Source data
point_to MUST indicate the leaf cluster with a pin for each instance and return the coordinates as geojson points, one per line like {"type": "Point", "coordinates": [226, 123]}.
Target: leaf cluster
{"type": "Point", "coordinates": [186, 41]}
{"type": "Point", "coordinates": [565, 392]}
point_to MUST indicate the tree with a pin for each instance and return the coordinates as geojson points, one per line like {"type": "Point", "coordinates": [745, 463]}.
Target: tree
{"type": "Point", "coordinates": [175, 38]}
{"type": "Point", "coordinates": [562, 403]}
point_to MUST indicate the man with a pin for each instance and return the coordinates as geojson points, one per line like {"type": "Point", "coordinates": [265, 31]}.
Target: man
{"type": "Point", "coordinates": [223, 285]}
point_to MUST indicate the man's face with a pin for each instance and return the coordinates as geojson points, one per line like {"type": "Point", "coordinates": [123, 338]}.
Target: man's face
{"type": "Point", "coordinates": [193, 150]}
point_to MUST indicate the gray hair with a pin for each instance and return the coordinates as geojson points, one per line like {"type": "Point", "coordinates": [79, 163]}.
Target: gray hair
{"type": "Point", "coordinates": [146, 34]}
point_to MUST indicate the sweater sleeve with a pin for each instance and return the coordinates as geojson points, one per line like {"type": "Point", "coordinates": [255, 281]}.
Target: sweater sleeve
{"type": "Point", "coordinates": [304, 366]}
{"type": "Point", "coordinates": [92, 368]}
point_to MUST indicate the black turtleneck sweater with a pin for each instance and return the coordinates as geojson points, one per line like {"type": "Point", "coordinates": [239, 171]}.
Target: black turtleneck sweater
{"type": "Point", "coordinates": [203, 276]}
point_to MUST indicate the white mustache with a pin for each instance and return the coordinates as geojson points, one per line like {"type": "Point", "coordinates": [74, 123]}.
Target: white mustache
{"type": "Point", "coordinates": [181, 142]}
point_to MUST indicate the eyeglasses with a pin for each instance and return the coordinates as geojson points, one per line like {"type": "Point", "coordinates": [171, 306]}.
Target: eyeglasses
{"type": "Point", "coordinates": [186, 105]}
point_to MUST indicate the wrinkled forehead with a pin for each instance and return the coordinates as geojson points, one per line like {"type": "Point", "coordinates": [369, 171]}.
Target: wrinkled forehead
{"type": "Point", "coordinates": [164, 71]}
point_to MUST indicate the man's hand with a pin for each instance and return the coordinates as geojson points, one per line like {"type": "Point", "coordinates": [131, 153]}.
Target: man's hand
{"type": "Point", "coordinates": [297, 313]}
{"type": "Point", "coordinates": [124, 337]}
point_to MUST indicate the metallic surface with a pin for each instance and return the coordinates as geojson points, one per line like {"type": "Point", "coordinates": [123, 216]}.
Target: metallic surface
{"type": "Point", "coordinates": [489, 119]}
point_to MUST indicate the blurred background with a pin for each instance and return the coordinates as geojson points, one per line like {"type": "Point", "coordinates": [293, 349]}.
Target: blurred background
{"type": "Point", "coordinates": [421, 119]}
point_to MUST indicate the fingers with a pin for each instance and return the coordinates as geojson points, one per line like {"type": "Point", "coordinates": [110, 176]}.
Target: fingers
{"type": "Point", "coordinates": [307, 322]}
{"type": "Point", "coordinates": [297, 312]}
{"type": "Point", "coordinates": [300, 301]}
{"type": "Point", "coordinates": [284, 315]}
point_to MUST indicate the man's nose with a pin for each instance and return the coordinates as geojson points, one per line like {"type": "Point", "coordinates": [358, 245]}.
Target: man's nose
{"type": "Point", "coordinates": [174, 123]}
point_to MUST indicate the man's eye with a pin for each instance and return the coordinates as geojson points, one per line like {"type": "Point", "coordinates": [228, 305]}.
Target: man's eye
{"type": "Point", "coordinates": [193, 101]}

- [Problem details]:
Copy the records above. Keep every word as it is.

- [Answer to this problem]:
point_to MUST indicate the leaf cluster with a pin for each instance and return the coordinates as geojson points, one per line like {"type": "Point", "coordinates": [226, 123]}.
Target: leaf cluster
{"type": "Point", "coordinates": [186, 41]}
{"type": "Point", "coordinates": [565, 392]}
point_to MUST indicate the tree with a pin for each instance and return the coordinates as geojson points, one per line like {"type": "Point", "coordinates": [745, 463]}.
Target: tree
{"type": "Point", "coordinates": [175, 38]}
{"type": "Point", "coordinates": [562, 403]}
point_to MUST indicate the man with a pin for each instance and return the coordinates as geojson points, one per line like {"type": "Point", "coordinates": [265, 31]}.
Target: man
{"type": "Point", "coordinates": [223, 285]}
point_to MUST indicate the man's face with a pin for each instance and return the coordinates as geojson points, one per line like {"type": "Point", "coordinates": [123, 338]}.
Target: man's face
{"type": "Point", "coordinates": [193, 150]}
point_to MUST indicate the gray hair with a pin for each instance and return the coordinates as geojson points, one per line like {"type": "Point", "coordinates": [79, 163]}.
Target: gray hair
{"type": "Point", "coordinates": [146, 34]}
point_to MUST indicate the sweater sleeve with a pin for each instance and return the coordinates as geojson points, one per line like {"type": "Point", "coordinates": [255, 281]}.
Target: sweater sleeve
{"type": "Point", "coordinates": [304, 366]}
{"type": "Point", "coordinates": [92, 368]}
point_to MUST indicate the black turtleneck sweater with a pin for each instance and return the coordinates as geojson points, one per line like {"type": "Point", "coordinates": [239, 171]}.
Target: black turtleneck sweater
{"type": "Point", "coordinates": [203, 276]}
point_to MUST indicate the white mustache with a pin for each instance and return the coordinates as geojson points, one per line like {"type": "Point", "coordinates": [74, 123]}.
Target: white mustache
{"type": "Point", "coordinates": [181, 142]}
point_to MUST indicate the eyeglasses with a pin for each instance and return the coordinates as geojson points, one per line like {"type": "Point", "coordinates": [171, 306]}.
Target: eyeglasses
{"type": "Point", "coordinates": [186, 105]}
point_to MUST indicate the wrinkled forehead with a pin for each instance and return the coordinates as geojson points, one per line like {"type": "Point", "coordinates": [369, 171]}.
Target: wrinkled forehead
{"type": "Point", "coordinates": [164, 71]}
point_to MUST indicate the man's hand with a pin for each instance and return the coordinates as geojson points, one per line like {"type": "Point", "coordinates": [131, 153]}.
Target: man's hand
{"type": "Point", "coordinates": [297, 313]}
{"type": "Point", "coordinates": [124, 337]}
point_to MUST indicate the metallic surface with a pin for each instance and return the coordinates as geojson points, one per line like {"type": "Point", "coordinates": [123, 216]}.
Target: metallic surface
{"type": "Point", "coordinates": [489, 119]}
point_to MUST indicate the blurred background with a pin for each instance and return the coordinates as geojson points, one per line like {"type": "Point", "coordinates": [293, 349]}.
Target: blurred background
{"type": "Point", "coordinates": [421, 119]}
point_to MUST indicate the fingers with a pin for each instance and return the coordinates as geojson points, one per line like {"type": "Point", "coordinates": [110, 176]}.
Target: fingers
{"type": "Point", "coordinates": [307, 322]}
{"type": "Point", "coordinates": [297, 312]}
{"type": "Point", "coordinates": [300, 301]}
{"type": "Point", "coordinates": [284, 315]}
point_to MUST indicate the man's nose with a pin for each instance and return the coordinates as geojson points, one per line like {"type": "Point", "coordinates": [358, 245]}.
Target: man's nose
{"type": "Point", "coordinates": [174, 123]}
point_to MUST indicate the man's eye with a pin for each instance and return the coordinates as geojson points, one per line like {"type": "Point", "coordinates": [228, 305]}.
Target: man's eye
{"type": "Point", "coordinates": [193, 101]}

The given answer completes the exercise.